Exercise directions
Only the lines from the one with "joint line in" to the end of the data below should be given again, exactly, with both ends included and pictures omitted.

(begin)

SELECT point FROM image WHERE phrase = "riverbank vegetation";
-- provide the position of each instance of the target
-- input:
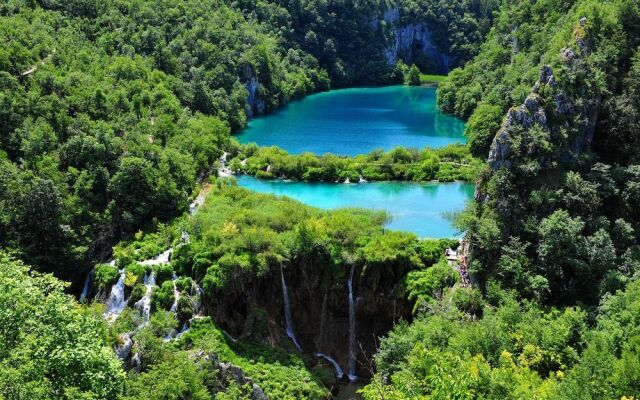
(110, 112)
(445, 164)
(553, 232)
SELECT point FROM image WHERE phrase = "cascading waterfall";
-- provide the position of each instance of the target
(288, 324)
(351, 366)
(123, 350)
(85, 288)
(176, 294)
(336, 366)
(144, 304)
(116, 301)
(197, 290)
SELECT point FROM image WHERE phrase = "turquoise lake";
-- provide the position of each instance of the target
(414, 207)
(356, 121)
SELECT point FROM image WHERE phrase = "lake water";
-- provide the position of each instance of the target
(414, 207)
(356, 121)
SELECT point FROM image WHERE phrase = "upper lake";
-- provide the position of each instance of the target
(356, 121)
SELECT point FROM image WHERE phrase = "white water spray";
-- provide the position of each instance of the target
(351, 366)
(116, 301)
(176, 294)
(144, 304)
(85, 289)
(336, 366)
(288, 324)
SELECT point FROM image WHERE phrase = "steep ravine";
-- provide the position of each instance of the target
(319, 306)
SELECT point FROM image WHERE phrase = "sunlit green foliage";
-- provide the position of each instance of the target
(50, 347)
(443, 164)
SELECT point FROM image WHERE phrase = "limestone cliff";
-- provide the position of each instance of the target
(319, 308)
(564, 118)
(410, 41)
(255, 103)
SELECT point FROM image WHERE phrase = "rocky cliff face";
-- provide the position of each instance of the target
(255, 104)
(568, 120)
(319, 303)
(411, 41)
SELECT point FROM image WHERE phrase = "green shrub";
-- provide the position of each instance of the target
(105, 276)
(162, 297)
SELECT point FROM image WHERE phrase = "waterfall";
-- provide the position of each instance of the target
(123, 350)
(352, 330)
(197, 290)
(85, 289)
(183, 330)
(336, 366)
(144, 304)
(116, 301)
(176, 294)
(287, 312)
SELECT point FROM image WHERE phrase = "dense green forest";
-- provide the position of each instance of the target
(114, 116)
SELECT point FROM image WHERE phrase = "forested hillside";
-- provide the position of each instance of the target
(116, 117)
(101, 97)
(553, 230)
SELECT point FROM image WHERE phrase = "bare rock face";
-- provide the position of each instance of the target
(255, 104)
(550, 109)
(411, 40)
(319, 306)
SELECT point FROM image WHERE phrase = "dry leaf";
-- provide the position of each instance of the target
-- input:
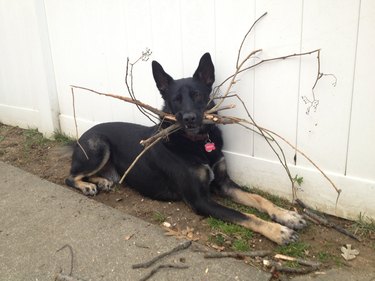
(128, 237)
(348, 253)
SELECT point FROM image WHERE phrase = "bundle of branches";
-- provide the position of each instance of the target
(243, 64)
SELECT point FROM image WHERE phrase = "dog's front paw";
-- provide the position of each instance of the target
(290, 219)
(287, 235)
(89, 189)
(105, 184)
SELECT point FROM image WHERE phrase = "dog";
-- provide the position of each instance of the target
(188, 165)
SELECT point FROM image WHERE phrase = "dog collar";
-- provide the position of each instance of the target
(208, 146)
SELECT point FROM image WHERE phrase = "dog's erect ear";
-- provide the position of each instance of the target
(205, 71)
(161, 78)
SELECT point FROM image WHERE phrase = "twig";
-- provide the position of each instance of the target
(298, 260)
(236, 255)
(156, 269)
(75, 123)
(160, 113)
(313, 214)
(278, 267)
(161, 134)
(180, 247)
(129, 75)
(63, 277)
(150, 142)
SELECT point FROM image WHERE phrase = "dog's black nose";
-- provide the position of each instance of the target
(189, 118)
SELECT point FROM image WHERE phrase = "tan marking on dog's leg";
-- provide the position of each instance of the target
(289, 218)
(102, 183)
(275, 232)
(86, 187)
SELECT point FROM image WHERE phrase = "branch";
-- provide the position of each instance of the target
(237, 255)
(178, 248)
(156, 269)
(158, 112)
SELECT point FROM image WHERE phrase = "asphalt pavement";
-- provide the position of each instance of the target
(37, 218)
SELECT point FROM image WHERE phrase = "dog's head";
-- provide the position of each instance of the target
(187, 98)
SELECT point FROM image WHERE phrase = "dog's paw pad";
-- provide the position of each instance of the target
(290, 219)
(90, 189)
(105, 185)
(287, 235)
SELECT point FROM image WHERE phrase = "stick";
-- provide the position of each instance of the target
(313, 214)
(180, 247)
(63, 277)
(161, 134)
(156, 269)
(137, 158)
(160, 113)
(75, 123)
(236, 255)
(298, 260)
(277, 266)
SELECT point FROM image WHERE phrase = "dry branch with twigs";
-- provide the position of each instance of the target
(211, 116)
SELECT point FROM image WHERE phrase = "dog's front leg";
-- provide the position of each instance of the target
(229, 188)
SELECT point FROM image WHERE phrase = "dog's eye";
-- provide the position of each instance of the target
(197, 96)
(177, 99)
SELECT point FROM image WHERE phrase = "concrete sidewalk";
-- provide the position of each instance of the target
(38, 217)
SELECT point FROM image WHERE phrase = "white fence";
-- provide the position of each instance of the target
(48, 45)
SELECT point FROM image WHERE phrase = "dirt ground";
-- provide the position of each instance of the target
(27, 150)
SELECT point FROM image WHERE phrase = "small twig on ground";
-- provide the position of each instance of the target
(315, 216)
(236, 255)
(156, 269)
(279, 267)
(298, 260)
(147, 264)
(64, 277)
(75, 124)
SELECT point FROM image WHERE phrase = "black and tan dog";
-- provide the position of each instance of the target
(187, 166)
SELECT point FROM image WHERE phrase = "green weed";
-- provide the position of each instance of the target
(240, 245)
(296, 249)
(63, 139)
(229, 228)
(159, 217)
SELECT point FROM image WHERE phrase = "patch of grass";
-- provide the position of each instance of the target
(277, 200)
(297, 179)
(296, 249)
(363, 226)
(34, 138)
(240, 245)
(229, 228)
(217, 239)
(245, 209)
(159, 217)
(63, 139)
(324, 257)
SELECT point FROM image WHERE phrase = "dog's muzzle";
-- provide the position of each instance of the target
(190, 122)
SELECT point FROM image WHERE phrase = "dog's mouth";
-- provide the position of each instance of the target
(191, 129)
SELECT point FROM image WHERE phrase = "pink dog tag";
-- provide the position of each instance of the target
(209, 146)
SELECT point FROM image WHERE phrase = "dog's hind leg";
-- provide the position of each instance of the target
(88, 159)
(229, 188)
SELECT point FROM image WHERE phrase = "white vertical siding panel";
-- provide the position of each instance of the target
(166, 40)
(78, 50)
(20, 57)
(361, 157)
(323, 135)
(138, 18)
(233, 20)
(197, 32)
(276, 83)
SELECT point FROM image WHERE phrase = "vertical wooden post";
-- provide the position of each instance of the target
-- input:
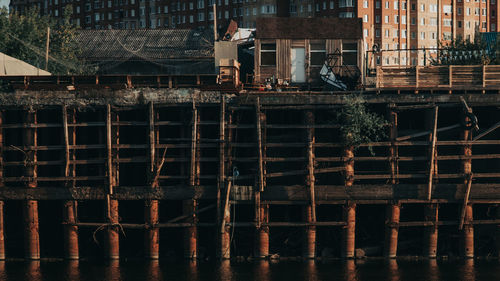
(309, 250)
(349, 231)
(348, 158)
(224, 237)
(466, 135)
(261, 210)
(468, 233)
(32, 239)
(70, 207)
(392, 230)
(152, 234)
(190, 206)
(2, 237)
(431, 232)
(433, 152)
(113, 242)
(393, 150)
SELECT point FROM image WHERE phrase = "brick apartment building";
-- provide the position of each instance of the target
(389, 24)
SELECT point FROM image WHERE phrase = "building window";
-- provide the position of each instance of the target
(268, 54)
(346, 3)
(350, 53)
(318, 53)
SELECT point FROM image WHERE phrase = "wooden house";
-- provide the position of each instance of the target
(294, 49)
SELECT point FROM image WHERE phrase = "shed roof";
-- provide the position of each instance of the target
(13, 66)
(309, 28)
(152, 44)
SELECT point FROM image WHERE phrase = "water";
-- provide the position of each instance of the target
(371, 270)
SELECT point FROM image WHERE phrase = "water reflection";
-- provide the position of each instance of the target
(33, 271)
(73, 270)
(467, 270)
(393, 270)
(433, 270)
(263, 271)
(192, 270)
(112, 271)
(225, 271)
(154, 271)
(350, 272)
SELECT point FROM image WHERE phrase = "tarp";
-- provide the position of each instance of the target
(10, 66)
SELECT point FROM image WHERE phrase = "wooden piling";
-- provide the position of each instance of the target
(310, 210)
(393, 150)
(392, 230)
(190, 206)
(70, 207)
(349, 231)
(431, 232)
(262, 248)
(348, 158)
(112, 242)
(223, 214)
(261, 210)
(2, 237)
(151, 215)
(467, 245)
(309, 248)
(32, 238)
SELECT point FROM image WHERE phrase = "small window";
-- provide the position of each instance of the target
(318, 53)
(268, 54)
(350, 53)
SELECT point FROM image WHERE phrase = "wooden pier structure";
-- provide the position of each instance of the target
(219, 170)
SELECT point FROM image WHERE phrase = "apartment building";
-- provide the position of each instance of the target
(138, 14)
(389, 24)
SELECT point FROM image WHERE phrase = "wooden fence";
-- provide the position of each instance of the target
(452, 76)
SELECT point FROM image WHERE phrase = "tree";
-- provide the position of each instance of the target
(358, 125)
(463, 52)
(23, 36)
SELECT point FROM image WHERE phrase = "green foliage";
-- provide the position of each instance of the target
(358, 125)
(462, 52)
(24, 36)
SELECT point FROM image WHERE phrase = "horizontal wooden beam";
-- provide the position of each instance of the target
(402, 192)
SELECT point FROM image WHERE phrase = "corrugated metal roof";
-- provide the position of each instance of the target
(153, 44)
(309, 28)
(12, 66)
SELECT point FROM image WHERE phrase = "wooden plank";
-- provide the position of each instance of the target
(466, 201)
(259, 145)
(311, 179)
(111, 181)
(432, 155)
(489, 130)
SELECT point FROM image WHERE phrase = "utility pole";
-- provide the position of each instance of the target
(47, 50)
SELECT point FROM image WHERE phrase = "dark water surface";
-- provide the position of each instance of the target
(248, 271)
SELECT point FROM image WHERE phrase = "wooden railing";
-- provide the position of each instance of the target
(452, 77)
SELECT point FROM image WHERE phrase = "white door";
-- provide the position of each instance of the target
(298, 65)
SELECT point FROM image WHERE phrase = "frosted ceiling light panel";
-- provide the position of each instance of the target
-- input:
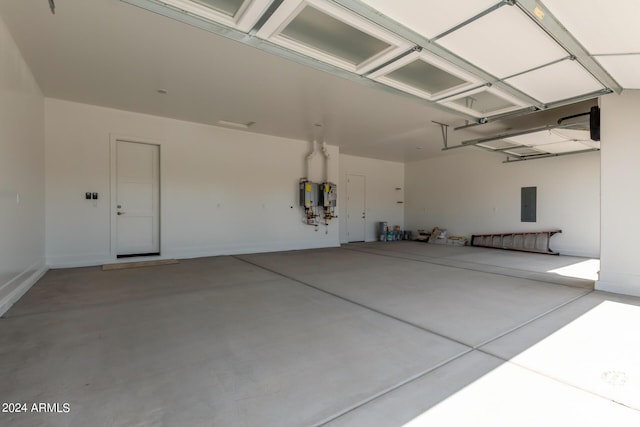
(239, 14)
(430, 18)
(565, 147)
(600, 26)
(625, 69)
(484, 102)
(329, 35)
(525, 151)
(332, 34)
(560, 81)
(425, 75)
(498, 145)
(503, 43)
(228, 7)
(537, 138)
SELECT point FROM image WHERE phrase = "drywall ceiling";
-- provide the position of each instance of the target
(113, 54)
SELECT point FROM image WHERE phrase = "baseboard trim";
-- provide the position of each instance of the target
(21, 288)
(188, 252)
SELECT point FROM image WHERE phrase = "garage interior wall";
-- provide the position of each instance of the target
(222, 191)
(22, 233)
(473, 192)
(620, 131)
(381, 197)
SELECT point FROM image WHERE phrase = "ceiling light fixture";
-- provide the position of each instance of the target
(237, 125)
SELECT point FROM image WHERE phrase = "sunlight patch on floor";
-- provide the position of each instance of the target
(586, 373)
(583, 270)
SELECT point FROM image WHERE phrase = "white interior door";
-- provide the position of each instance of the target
(356, 209)
(137, 199)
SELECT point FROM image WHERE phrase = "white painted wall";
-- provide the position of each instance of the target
(381, 197)
(620, 133)
(222, 191)
(471, 191)
(21, 174)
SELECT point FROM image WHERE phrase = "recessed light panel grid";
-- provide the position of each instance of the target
(563, 80)
(228, 7)
(318, 30)
(484, 102)
(430, 18)
(332, 34)
(505, 42)
(498, 145)
(526, 151)
(425, 75)
(239, 14)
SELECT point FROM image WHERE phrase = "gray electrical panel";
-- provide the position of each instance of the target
(308, 194)
(328, 195)
(528, 199)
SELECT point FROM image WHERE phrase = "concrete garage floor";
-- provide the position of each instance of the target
(378, 334)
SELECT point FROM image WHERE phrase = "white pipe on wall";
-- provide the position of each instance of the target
(310, 156)
(325, 151)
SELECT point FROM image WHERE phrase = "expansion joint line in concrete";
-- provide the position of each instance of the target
(419, 375)
(443, 264)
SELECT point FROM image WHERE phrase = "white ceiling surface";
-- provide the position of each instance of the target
(608, 30)
(109, 53)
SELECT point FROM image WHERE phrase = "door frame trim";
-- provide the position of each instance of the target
(113, 175)
(364, 226)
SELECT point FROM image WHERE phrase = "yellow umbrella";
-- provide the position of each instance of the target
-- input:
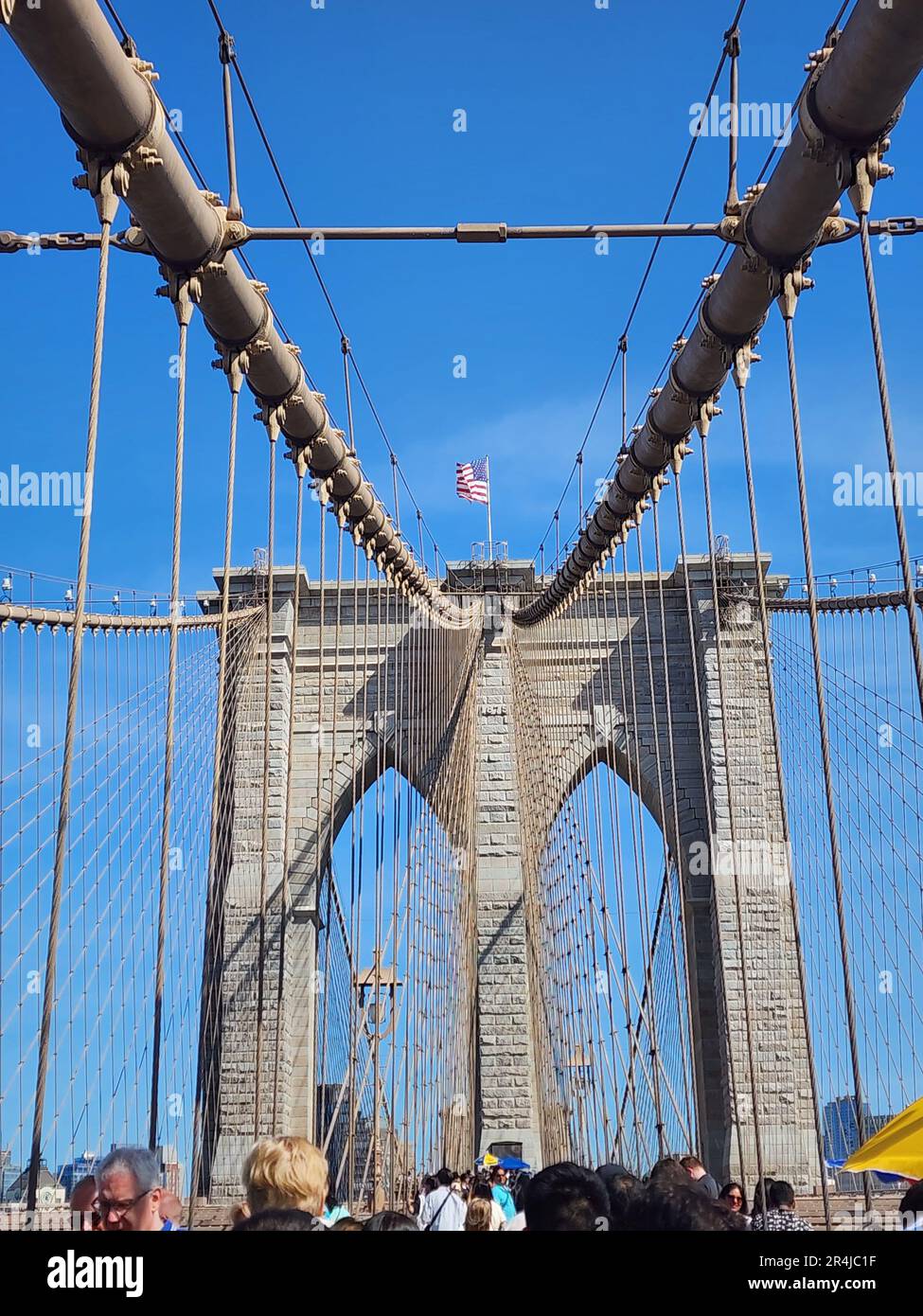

(end)

Answer below
SELECT point FROM image WHERE phrase = "expansion joint line in concrete";
-- provide the position of each instance of the target
(419, 375)
(443, 264)
SELECT point FROM image WHERE phrase = "white ceiling surface";
-- provide the position of each instance of the target
(608, 30)
(109, 53)
SELECT point FROM image WHERE phrase = "door frame trim";
-- provide the position of each instance of the target
(113, 175)
(364, 226)
SELECT point FROM image WHERE phrase = "yellow umbrella";
-- provide the position of each instance of the target
-- input:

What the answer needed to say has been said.